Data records
· · · · ·

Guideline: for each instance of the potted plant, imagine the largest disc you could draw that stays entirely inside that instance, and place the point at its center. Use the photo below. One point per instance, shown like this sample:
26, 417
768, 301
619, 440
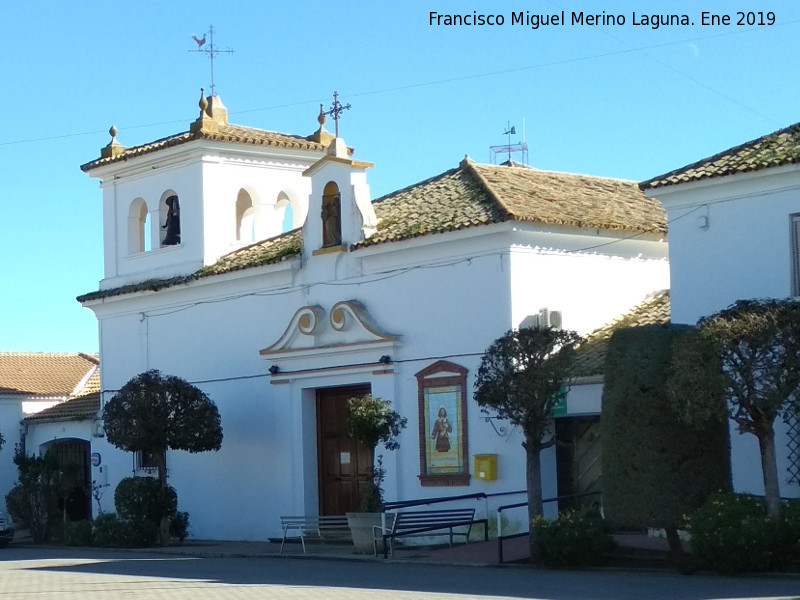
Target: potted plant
371, 421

· · · · ·

# EXERCISE AIM
Rewrite the records above as a numbered list, skipping blank lines and leaving out the pictures.

# PROBLEM SOLUTION
1. Guideline: for each instance of the potted plant, imagine the largest disc you could draw that stays entirely inside that instance, and place the point at its center. Use the photo below. One point per instance, shown like this sample:
2. 26, 417
3. 768, 301
4. 619, 440
5. Target: potted plant
6. 371, 421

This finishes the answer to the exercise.